Coordinate labeling data
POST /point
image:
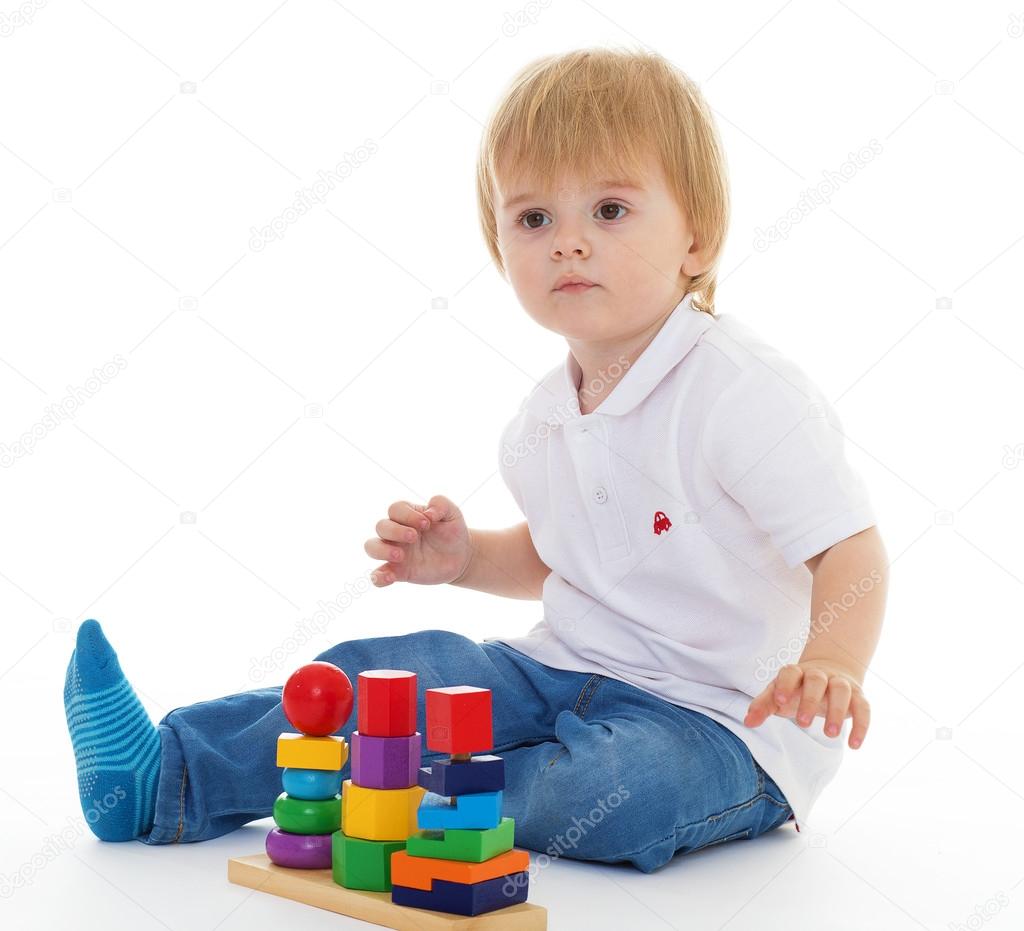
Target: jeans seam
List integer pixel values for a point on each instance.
(590, 697)
(711, 817)
(596, 680)
(181, 803)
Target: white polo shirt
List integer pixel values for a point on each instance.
(676, 518)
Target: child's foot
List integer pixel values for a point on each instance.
(117, 747)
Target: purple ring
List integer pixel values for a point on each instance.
(299, 851)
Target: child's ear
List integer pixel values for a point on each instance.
(695, 261)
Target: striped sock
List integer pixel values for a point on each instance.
(117, 748)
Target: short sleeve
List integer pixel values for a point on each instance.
(775, 445)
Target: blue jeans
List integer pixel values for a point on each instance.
(596, 768)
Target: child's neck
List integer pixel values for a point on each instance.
(604, 364)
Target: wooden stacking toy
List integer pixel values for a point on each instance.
(462, 859)
(316, 700)
(422, 848)
(380, 801)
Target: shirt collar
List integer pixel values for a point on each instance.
(677, 336)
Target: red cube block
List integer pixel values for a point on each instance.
(386, 703)
(459, 719)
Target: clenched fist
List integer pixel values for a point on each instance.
(426, 544)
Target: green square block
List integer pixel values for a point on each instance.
(358, 863)
(463, 843)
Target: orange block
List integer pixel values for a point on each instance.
(420, 872)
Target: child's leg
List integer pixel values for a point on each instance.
(218, 767)
(630, 777)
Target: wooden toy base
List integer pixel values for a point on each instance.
(315, 887)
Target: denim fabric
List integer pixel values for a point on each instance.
(596, 768)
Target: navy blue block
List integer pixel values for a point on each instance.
(483, 773)
(466, 898)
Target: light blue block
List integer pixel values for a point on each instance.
(477, 810)
(311, 785)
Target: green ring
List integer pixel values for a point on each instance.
(307, 816)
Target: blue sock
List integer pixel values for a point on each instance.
(117, 748)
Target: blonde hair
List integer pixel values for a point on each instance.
(599, 110)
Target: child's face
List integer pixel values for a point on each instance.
(635, 244)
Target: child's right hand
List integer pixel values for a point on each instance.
(426, 544)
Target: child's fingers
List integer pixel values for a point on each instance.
(382, 549)
(815, 684)
(409, 514)
(383, 576)
(861, 719)
(393, 532)
(761, 707)
(787, 682)
(840, 692)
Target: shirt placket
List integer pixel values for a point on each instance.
(591, 453)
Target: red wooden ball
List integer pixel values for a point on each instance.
(317, 699)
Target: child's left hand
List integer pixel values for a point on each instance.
(804, 690)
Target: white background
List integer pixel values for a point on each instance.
(210, 498)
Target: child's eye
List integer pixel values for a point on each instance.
(613, 205)
(528, 213)
(537, 213)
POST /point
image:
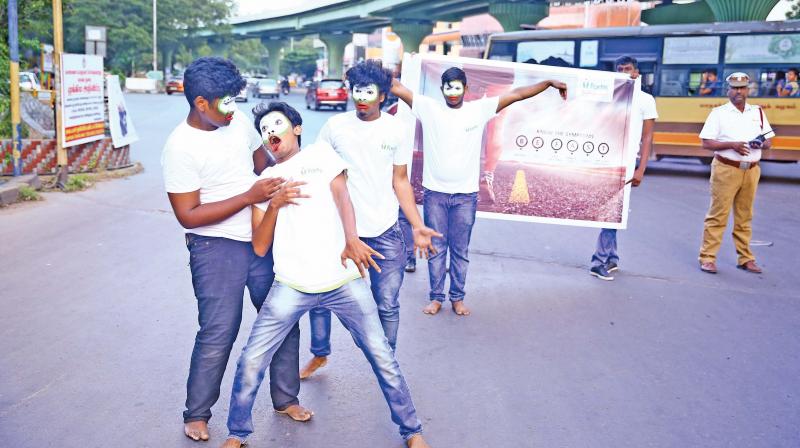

Job = Reproduce all of the coordinate labeling data above verbatim, omitting the pictures.

Answer to this problem =
POST /point
image:
Target: jeans seam
List integer pixel values for a point on each instance.
(590, 697)
(711, 817)
(596, 680)
(181, 803)
Target: white polo shirt
List integer pixel values for a point on each instance.
(676, 518)
Target: child's foot
List integer pixel values for a point on each instance.
(117, 747)
Target: purple ring
List integer pixel values for a point on each instance.
(299, 851)
Target: child's ear
List integer pixel values for a point on each instance.
(695, 261)
Target: striped sock
List integer pixel values for a point on each instance.
(117, 748)
Target: short sleeve
List integer pixel values for a point on each instance.
(775, 445)
Target: blue jeans
List integer pixel values for a point on each instance.
(596, 768)
Target: child's neck
List integer pixel values for a point on each instance.
(604, 364)
Target: wooden stacking toy
List integer pixel values for a point on each instance.
(462, 859)
(316, 700)
(422, 848)
(380, 801)
Target: shirt collar
List integer pixel values for a point on each instance.
(677, 336)
Target: red cube block
List integer pixel values for a point on each instance.
(386, 703)
(459, 719)
Target: clenched fist
List integer pixel values for a point on each instance.
(426, 544)
Target: green square block
List integer pixel values for a point on each instance.
(358, 863)
(463, 843)
Target: orange block
List integer pixel values for a point on each instance.
(420, 872)
Target: child's leg
List integer pixel values for a point on each instance.
(218, 767)
(630, 777)
Target: wooden toy base
List integer pixel values for a point on each instance.
(315, 887)
Target: denim fabric
List integer pixel values for a point on each instance.
(596, 768)
Target: navy blue block
List integer pixel values for a point on each instance.
(483, 773)
(466, 898)
Target: light blue block
List integer pixel values for a point on each instance.
(477, 810)
(311, 785)
Target: green ring
List integer pixel values for a point on each instance.
(307, 816)
Target: blue sock
List integer pixel values for a point on each instance.
(117, 748)
Target: blonde hair
List integer pixel values for a point on each instance.
(599, 110)
Target: child's face
List integer pixel values for a point on each instance.
(635, 244)
Target: child's right hand
List integer pixel values for a point on each instance.
(426, 544)
Target: child's fingers
List integer pixel values for a point on each instance.
(382, 549)
(815, 684)
(409, 514)
(383, 576)
(861, 719)
(393, 532)
(761, 707)
(787, 682)
(840, 692)
Target: shirt placket
List integer pixel values for a point on each instance.
(591, 453)
Target: red wooden ball
List integer pixel values for a point on each instance.
(317, 699)
Target: child's left hand
List integer pixel values for a point on each instance.
(804, 690)
Target: white background
List integer pixel values for a point on each instance.
(210, 498)
Target: child's eye
List integer pixel values for a point on each instance.
(613, 205)
(528, 213)
(537, 213)
POST /point
image:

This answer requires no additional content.